Activity:
Copy out the entire Kinect project log that follows, word for word.

Provided passage:
------------

Thursday, April 14, 2011

Refining the Input

I spent my time this week polishing the way the player interacts with the environment. I spent a lot of time working on mapping the real world into the game work in a way such that the user does not need to swing their arms around in order to reach the outer edges of the game space.

I've also been working on reducing some of the noise in the data which causes the objects to vibrate even when the player is holding their head stationary (this can be seen in last weeks video). So far, I've been able to slightly reduce the noise, but the objects still move a little bit when the player is stationary.

Finally, I added some more simple objects to the game this week. Specifically I added a platform object, which will form the basis for building structures once the simple physics system is implemented.

By next week I'm hoping to have further improved the processing of the data from the Kinect as well as implementing a very simple gravity system, such that objects will fall in the space unless they hit another object. Platforms will be immune to the forces of gravity which will allow the user to establish a ground plane (or planes) as they see fit.

Thursday, April 7, 2011

Beta Review

This Tuesday was my Beta Review. I did a lot of work to meet my beta milestone and composed a video of my progress so far:

Since there is no audio I'll give a quick breakdown:

The video starts with the calibration phase of the application.
Once calibration is complete the application changes to full screen.
The green spheres represent where my hands are in the game space.

I fully integrated head and hand tracking into the simulation, and began work on making input work the way that I want it to. As shown in the video, the user can pick-up the cubes, but currently they cannot put them down. I also don't like the mapping of real world space to game space that currently exists as I think the user has to reach to far to grab objects.

------------

Data to examine:
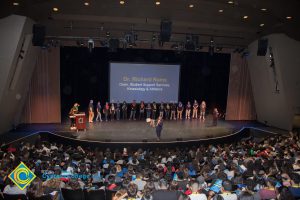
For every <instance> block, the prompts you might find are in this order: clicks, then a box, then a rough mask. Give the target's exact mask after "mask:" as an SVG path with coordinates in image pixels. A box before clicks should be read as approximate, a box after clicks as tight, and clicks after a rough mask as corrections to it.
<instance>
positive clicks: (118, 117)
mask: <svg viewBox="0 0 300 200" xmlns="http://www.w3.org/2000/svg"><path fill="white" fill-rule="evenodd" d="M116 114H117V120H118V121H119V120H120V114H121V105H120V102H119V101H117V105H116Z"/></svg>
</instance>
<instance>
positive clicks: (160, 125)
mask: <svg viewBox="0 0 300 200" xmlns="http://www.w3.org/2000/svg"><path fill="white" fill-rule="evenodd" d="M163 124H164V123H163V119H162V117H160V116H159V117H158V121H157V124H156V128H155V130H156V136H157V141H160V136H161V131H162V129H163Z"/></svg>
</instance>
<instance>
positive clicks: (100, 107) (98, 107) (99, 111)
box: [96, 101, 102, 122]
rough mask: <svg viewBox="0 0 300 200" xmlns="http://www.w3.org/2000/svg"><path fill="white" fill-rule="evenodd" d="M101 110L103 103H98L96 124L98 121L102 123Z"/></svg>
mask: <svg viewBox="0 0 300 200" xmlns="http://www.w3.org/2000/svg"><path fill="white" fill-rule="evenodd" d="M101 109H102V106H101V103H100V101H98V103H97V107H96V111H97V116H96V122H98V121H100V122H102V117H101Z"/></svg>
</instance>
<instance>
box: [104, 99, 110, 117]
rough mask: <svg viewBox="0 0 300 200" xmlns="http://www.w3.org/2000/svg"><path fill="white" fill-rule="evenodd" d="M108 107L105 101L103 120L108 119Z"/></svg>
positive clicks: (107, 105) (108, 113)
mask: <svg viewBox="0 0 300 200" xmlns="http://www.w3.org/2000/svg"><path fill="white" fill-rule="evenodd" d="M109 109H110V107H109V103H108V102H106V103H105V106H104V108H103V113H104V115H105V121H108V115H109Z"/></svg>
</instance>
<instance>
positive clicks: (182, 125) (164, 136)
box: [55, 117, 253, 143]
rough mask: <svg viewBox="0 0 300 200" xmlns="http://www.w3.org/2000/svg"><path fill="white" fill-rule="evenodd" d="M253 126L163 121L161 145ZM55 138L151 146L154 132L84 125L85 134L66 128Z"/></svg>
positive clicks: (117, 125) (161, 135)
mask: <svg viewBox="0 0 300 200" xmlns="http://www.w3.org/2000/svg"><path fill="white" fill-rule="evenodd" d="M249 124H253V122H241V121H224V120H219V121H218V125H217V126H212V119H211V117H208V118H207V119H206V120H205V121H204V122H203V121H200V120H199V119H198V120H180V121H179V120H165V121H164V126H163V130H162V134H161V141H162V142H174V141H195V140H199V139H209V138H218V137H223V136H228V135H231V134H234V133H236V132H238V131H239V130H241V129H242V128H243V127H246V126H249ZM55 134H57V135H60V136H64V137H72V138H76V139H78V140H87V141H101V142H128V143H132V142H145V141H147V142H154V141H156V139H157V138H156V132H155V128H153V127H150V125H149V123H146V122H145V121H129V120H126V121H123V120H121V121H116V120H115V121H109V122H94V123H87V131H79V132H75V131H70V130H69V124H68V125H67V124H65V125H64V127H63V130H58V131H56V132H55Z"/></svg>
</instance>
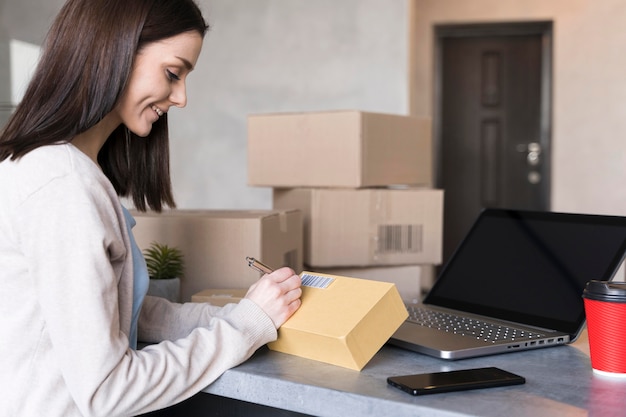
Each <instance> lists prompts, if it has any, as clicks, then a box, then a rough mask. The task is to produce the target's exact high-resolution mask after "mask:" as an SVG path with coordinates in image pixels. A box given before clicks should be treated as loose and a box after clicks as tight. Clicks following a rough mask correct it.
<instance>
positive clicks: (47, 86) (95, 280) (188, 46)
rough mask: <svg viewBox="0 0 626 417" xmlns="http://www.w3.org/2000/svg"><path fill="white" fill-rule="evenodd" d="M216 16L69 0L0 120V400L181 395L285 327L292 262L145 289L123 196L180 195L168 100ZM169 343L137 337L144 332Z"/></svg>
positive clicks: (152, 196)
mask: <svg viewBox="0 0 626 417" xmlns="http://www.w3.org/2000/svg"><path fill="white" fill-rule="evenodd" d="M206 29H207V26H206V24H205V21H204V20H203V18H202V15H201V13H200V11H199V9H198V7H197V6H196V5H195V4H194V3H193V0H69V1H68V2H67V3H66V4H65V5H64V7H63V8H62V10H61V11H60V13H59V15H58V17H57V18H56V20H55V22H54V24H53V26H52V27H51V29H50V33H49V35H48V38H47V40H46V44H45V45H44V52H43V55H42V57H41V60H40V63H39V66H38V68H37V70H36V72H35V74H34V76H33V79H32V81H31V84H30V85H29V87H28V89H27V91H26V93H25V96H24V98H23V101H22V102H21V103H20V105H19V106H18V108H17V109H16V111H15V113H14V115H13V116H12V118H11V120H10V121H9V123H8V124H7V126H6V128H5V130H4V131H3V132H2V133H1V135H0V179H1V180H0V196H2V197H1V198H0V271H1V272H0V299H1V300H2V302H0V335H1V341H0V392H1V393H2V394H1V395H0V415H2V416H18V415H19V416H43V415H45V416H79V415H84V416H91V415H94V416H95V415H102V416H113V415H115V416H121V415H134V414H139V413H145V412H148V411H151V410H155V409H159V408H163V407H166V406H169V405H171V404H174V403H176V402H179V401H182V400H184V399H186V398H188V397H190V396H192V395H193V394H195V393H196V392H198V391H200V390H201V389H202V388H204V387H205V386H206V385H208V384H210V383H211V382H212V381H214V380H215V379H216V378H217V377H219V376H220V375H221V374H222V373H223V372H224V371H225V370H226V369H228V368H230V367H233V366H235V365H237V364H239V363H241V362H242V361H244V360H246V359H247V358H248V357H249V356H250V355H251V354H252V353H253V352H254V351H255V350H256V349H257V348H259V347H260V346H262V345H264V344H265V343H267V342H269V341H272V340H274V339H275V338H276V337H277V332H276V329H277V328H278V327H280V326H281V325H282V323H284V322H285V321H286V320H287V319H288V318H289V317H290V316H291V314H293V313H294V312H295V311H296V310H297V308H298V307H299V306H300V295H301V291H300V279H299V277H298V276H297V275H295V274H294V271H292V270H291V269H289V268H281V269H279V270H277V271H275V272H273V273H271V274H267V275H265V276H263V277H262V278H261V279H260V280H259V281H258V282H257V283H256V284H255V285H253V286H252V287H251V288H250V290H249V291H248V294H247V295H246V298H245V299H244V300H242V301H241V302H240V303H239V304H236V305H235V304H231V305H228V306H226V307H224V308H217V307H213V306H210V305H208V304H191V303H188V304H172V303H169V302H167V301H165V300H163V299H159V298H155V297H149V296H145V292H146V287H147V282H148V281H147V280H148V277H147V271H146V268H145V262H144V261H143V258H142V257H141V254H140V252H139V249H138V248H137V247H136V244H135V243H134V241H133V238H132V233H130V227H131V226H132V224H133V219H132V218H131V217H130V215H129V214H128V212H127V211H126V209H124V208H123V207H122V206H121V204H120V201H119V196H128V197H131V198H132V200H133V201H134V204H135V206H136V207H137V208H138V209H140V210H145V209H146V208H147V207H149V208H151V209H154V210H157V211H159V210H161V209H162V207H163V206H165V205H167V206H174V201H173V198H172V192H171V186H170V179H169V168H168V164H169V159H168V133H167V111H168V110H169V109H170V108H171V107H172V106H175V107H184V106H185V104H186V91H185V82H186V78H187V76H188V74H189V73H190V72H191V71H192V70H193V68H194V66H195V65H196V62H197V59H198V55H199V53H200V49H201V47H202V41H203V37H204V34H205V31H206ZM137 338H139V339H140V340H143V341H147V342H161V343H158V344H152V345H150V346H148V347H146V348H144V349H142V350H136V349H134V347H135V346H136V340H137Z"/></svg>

------------

Exercise result:
Thursday, April 14, 2011

Refining the Input

I spent my time this week polishing the way the player interacts with the environment. I spent a lot of time working on mapping the real world into the game work in a way such that the user does not need to swing their arms around in order to reach the outer edges of the game space.

I've also been working on reducing some of the noise in the data which causes the objects to vibrate even when the player is holding their head stationary (this can be seen in last weeks video). So far, I've been able to slightly reduce the noise, but the objects still move a little bit when the player is stationary.

Finally, I added some more simple objects to the game this week. Specifically I added a platform object, which will form the basis for building structures once the simple physics system is implemented.

By next week I'm hoping to have further improved the processing of the data from the Kinect as well as implementing a very simple gravity system, such that objects will fall in the space unless they hit another object. Platforms will be immune to the forces of gravity which will allow the user to establish a ground plane (or planes) as they see fit.

Thursday, April 7, 2011

Beta Review

This Tuesday was my Beta Review. I did a lot of work to meet my beta milestone and composed a video of my progress so far:

Since there is no audio I'll give a quick breakdown:

The video starts with the calibration phase of the application.
Once calibration is complete the application changes to full screen.
The green spheres represent where my hands are in the game space.

I fully integrated head and hand tracking into the simulation, and began work on making input work the way that I want it to. As shown in the video, the user can pick-up the cubes, but currently they cannot put them down. I also don't like the mapping of real world space to game space that currently exists as I think the user has to reach to far to grab objects.